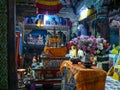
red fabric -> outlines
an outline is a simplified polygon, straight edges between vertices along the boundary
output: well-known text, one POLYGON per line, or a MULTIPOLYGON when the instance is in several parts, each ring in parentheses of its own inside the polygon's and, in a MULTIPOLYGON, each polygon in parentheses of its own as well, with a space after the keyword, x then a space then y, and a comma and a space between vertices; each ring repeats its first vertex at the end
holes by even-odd
POLYGON ((16 32, 16 65, 19 64, 19 45, 20 45, 20 32, 16 32))
POLYGON ((36 2, 36 7, 37 8, 41 8, 41 9, 48 9, 48 10, 58 10, 62 8, 61 4, 57 4, 57 5, 53 5, 53 6, 48 6, 48 5, 43 5, 43 4, 39 4, 36 2))
POLYGON ((46 14, 46 12, 48 14, 56 14, 60 11, 60 9, 62 8, 62 4, 57 4, 57 5, 43 5, 43 4, 39 4, 36 2, 36 7, 37 7, 37 13, 38 14, 46 14))

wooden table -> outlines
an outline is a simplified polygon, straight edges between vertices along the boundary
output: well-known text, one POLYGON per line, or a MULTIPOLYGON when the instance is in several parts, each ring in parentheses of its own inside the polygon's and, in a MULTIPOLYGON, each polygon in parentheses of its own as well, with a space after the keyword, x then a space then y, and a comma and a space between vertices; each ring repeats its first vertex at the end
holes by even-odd
MULTIPOLYGON (((104 90, 106 72, 102 69, 96 67, 85 68, 81 63, 72 64, 71 61, 67 60, 62 62, 60 72, 66 77, 64 83, 66 85, 69 85, 72 77, 74 78, 76 90, 104 90), (64 71, 65 68, 66 72, 64 71)), ((67 88, 64 86, 65 90, 68 90, 67 88)))
POLYGON ((23 84, 23 75, 24 75, 25 69, 17 69, 18 74, 18 88, 25 87, 23 84))

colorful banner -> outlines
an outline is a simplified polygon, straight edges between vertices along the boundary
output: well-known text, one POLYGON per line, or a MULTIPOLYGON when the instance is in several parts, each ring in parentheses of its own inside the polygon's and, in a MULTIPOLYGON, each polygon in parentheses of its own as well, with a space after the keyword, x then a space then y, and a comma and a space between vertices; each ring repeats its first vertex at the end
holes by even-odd
POLYGON ((56 14, 62 8, 60 0, 37 0, 36 8, 38 14, 56 14))

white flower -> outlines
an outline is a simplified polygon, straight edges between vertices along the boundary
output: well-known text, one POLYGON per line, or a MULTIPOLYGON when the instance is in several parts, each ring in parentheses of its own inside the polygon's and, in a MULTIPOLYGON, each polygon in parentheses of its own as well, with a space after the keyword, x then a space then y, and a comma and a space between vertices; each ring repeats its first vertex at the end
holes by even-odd
POLYGON ((100 50, 103 50, 103 46, 100 46, 100 48, 99 48, 100 50))
POLYGON ((96 53, 99 54, 99 53, 100 53, 100 50, 97 50, 96 53))
POLYGON ((84 56, 84 52, 83 50, 78 50, 78 57, 83 57, 84 56))
POLYGON ((103 40, 103 43, 106 43, 107 41, 106 40, 103 40))
POLYGON ((88 49, 88 50, 91 50, 91 48, 90 48, 89 46, 87 47, 87 49, 88 49))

───

## YOUR GOAL
Repeat the listing word for word, omitting the pictures.

## FINISHED TASK
red fabric -> outlines
an outline is a simplified polygon, straight edges between vertices along the boundary
output: well-known text, one POLYGON per line, or a MULTIPOLYGON when the instance is in several parts, each ring in parentheses of its own inside the polygon's and, in a MULTIPOLYGON, each polygon in parentheses of its own as well, with a space after the keyword, x then a space then y, and a comma and a space between vertices; each ring repeats its first vertex at the end
holes by even-odd
POLYGON ((16 32, 16 65, 19 64, 19 45, 20 45, 20 32, 16 32))
POLYGON ((36 2, 36 7, 37 8, 41 8, 41 9, 48 9, 48 10, 58 10, 62 8, 61 4, 57 4, 57 5, 53 5, 53 6, 48 6, 48 5, 43 5, 43 4, 39 4, 36 2))
POLYGON ((46 14, 46 12, 48 14, 56 14, 60 11, 60 9, 62 8, 62 4, 57 4, 57 5, 43 5, 43 4, 39 4, 36 2, 36 7, 37 7, 37 13, 38 14, 46 14))

wooden table -> outlines
an outline is a simplified polygon, straight edges between vertices along the boundary
output: well-known text, one POLYGON per line, or a MULTIPOLYGON when the instance is in several parts, each ring in parentheses of its own inside the polygon's and, in a MULTIPOLYGON, each polygon in parentheses of its own as well, with a space after the keyword, x then a space then y, and a comma and a space between vertices; each ring repeats its first vertex at the end
holes by even-odd
MULTIPOLYGON (((104 90, 106 72, 102 69, 96 67, 85 68, 81 63, 72 64, 71 61, 67 60, 62 62, 60 72, 66 77, 64 83, 66 85, 69 85, 72 77, 74 78, 76 90, 104 90), (64 71, 65 68, 66 72, 64 71)), ((67 88, 64 86, 65 90, 68 90, 67 88)))
POLYGON ((23 84, 23 75, 24 75, 25 69, 17 69, 18 74, 18 88, 25 87, 23 84))

colorful banner -> outlines
an outline is a simplified polygon, straight edges between vertices along the boundary
output: well-known text, one POLYGON per line, or a MULTIPOLYGON when the instance is in several parts, each ring in parentheses of its own inside the polygon's and, in a MULTIPOLYGON, each polygon in parentheses of its own as well, with a space after the keyword, x then a space then y, and a comma and a space between vertices; each ring repeats its first vertex at the end
holes by even-odd
POLYGON ((56 14, 62 8, 60 0, 37 0, 36 8, 38 14, 56 14))

white flower -> outlines
an outline is a simplified polygon, straight edges between vertices along the boundary
output: well-known text, one POLYGON per line, or a MULTIPOLYGON when the instance is in several parts, each ring in parentheses of its own inside the polygon's and, in a MULTIPOLYGON, each polygon in parentheses of its own as well, with a space after the keyword, x then a space then y, and a comma and a space between vertices; each ring repeats its first vertex at the end
holes by even-odd
POLYGON ((100 50, 103 50, 103 46, 100 46, 100 48, 99 48, 100 50))
POLYGON ((96 53, 99 54, 99 53, 100 53, 100 50, 97 50, 96 53))
POLYGON ((84 56, 84 52, 83 50, 78 50, 78 57, 83 57, 84 56))
POLYGON ((103 40, 103 43, 106 43, 107 41, 106 40, 103 40))
POLYGON ((88 49, 88 50, 91 50, 91 48, 90 48, 89 46, 87 47, 87 49, 88 49))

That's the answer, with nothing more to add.